* Start MATERIAL PROVIDED *

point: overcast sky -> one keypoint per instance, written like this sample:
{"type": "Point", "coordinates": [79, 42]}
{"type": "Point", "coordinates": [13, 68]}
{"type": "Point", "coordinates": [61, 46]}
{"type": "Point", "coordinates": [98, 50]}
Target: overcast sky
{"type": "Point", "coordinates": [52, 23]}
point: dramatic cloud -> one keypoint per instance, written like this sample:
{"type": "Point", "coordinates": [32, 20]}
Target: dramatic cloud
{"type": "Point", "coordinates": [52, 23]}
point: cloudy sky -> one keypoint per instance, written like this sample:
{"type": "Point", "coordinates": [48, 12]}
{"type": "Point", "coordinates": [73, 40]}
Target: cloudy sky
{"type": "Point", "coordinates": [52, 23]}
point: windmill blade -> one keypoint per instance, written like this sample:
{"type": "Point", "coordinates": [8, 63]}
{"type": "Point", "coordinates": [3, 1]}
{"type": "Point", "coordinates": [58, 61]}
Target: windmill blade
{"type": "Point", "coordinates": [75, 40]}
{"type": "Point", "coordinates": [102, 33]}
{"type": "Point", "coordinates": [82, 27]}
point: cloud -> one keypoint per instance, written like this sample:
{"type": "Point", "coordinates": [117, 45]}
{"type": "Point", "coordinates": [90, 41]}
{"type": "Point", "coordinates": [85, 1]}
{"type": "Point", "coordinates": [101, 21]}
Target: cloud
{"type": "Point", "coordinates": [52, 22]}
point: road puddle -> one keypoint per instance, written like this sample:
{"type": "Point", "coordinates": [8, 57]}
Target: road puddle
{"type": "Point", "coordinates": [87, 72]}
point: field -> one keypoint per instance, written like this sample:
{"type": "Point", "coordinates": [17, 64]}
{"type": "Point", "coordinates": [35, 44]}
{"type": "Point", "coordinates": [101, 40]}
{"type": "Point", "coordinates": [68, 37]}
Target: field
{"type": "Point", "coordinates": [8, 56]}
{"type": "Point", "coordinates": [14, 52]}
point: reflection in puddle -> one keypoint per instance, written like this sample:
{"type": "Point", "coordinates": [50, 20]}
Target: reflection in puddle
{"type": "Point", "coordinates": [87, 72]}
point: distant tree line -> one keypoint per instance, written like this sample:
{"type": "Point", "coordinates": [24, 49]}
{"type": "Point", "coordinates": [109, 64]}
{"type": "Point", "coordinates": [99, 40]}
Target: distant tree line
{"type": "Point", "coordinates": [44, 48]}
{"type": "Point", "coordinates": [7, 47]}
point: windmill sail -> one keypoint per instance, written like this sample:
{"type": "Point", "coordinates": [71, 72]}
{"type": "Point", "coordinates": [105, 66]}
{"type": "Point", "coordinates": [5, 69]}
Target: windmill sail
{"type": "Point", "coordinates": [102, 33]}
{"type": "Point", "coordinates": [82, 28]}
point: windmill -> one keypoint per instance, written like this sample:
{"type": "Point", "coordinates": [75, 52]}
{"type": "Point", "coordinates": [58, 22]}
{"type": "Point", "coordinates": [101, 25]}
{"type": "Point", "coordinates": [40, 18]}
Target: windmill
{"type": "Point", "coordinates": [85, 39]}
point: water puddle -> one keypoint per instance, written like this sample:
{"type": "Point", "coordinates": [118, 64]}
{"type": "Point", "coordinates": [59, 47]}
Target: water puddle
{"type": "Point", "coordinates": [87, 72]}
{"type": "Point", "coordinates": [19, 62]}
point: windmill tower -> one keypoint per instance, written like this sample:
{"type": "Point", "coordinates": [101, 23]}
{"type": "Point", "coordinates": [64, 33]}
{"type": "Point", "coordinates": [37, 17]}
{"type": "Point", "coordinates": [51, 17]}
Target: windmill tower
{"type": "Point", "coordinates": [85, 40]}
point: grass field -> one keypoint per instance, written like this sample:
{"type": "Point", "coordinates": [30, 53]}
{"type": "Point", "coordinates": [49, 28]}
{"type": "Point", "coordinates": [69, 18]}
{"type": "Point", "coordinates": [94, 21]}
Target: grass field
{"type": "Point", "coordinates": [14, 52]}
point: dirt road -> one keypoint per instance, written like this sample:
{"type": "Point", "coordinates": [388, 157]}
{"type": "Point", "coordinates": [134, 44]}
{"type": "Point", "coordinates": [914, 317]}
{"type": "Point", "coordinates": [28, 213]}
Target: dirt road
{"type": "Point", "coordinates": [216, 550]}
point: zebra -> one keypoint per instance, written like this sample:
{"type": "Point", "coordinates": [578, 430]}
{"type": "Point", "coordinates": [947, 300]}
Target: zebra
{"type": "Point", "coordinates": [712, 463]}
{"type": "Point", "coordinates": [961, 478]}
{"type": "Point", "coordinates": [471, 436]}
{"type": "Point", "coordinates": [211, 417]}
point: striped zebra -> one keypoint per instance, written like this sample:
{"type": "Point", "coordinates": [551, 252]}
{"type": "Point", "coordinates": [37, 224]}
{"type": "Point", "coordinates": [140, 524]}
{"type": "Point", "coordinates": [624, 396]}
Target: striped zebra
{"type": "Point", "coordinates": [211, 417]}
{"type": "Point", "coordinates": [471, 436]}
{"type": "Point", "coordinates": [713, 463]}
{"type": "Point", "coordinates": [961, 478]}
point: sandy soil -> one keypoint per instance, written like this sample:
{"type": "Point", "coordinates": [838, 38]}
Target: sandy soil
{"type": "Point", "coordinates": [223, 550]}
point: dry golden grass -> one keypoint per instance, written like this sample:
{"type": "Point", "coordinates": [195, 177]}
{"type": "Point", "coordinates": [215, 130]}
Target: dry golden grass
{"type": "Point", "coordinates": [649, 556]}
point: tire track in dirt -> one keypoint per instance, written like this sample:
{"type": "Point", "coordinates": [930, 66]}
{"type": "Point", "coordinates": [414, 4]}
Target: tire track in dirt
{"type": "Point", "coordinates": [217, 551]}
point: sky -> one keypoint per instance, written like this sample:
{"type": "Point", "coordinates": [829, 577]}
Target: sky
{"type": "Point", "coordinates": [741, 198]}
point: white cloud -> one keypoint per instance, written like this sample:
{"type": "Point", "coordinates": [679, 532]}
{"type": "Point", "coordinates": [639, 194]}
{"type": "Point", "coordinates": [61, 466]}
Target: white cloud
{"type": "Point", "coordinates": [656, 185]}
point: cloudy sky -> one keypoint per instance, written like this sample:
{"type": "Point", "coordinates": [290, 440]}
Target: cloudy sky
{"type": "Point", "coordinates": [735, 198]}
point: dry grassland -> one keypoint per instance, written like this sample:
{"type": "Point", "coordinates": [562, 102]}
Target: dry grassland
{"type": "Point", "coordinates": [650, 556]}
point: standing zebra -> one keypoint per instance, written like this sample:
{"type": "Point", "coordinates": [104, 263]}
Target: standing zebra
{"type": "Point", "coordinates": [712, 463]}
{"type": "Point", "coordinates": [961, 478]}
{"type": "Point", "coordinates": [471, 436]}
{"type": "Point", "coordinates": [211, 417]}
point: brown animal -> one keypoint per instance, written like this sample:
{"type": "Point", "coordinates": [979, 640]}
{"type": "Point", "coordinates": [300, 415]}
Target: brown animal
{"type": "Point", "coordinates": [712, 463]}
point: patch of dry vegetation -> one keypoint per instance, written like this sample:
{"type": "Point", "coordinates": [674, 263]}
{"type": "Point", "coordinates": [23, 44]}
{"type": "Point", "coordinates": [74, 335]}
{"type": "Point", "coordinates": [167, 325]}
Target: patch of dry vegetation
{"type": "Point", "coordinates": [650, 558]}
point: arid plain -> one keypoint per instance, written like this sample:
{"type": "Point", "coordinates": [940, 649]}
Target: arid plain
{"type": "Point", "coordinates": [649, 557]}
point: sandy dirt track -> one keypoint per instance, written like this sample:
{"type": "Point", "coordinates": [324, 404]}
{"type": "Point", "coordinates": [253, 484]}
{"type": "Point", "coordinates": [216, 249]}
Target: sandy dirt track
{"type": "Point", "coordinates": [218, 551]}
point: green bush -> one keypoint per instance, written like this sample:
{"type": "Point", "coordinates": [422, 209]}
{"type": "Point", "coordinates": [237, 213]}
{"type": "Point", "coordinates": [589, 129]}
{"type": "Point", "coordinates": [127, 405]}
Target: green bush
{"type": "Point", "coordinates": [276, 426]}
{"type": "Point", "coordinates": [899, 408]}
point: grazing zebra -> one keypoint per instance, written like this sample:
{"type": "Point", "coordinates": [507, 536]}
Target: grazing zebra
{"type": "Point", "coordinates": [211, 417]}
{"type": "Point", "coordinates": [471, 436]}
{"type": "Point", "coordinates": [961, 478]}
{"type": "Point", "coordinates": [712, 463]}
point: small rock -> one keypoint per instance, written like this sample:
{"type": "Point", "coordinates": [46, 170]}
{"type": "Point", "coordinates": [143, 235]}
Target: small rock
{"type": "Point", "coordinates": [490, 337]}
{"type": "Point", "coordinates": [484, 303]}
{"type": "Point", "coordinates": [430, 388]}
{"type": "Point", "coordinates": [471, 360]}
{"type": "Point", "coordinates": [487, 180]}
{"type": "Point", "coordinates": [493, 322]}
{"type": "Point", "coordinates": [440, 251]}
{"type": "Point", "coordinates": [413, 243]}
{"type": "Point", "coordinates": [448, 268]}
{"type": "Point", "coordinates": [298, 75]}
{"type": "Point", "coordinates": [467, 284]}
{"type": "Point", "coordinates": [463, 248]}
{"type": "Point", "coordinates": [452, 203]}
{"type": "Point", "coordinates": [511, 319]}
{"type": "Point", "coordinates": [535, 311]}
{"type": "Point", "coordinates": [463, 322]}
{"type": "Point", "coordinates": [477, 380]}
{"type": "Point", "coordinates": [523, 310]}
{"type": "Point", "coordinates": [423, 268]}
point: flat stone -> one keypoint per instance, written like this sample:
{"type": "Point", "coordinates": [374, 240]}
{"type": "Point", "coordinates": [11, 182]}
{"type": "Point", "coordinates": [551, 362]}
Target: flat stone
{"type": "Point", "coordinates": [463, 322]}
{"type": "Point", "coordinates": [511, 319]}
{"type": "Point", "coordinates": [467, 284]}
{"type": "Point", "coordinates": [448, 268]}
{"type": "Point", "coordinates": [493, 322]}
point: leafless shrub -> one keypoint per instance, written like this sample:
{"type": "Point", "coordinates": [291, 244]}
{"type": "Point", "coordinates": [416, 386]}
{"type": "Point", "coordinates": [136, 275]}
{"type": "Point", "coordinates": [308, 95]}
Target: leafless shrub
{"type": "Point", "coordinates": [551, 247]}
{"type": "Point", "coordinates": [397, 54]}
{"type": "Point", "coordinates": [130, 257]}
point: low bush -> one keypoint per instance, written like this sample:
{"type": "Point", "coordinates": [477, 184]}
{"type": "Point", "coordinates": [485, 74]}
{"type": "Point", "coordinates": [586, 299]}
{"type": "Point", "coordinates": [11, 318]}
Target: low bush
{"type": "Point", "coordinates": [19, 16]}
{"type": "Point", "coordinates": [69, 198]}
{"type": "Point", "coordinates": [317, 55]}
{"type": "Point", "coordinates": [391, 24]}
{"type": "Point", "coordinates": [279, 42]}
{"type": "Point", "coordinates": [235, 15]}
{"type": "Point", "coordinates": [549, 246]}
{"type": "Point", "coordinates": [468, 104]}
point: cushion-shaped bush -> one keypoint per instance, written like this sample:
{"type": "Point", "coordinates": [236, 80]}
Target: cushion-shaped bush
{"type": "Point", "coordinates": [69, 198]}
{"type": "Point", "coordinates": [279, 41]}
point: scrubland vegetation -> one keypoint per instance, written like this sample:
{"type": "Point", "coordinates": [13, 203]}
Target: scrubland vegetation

* End MATERIAL PROVIDED *

■ **TASK GOAL**
Format the lines from the beginning of the entries through the line containing "Target: overcast sky", inclusive, as a JSON list of strings, with one string per line and blank lines omitted.

■ **RESPONSE TO THE TASK**
[
  "point: overcast sky -> one keypoint per instance, written like this sample:",
  "{\"type\": \"Point\", \"coordinates\": [79, 42]}",
  "{\"type\": \"Point\", \"coordinates\": [13, 68]}",
  "{\"type\": \"Point\", \"coordinates\": [61, 46]}",
  "{\"type\": \"Point\", \"coordinates\": [98, 50]}",
  "Target: overcast sky"
]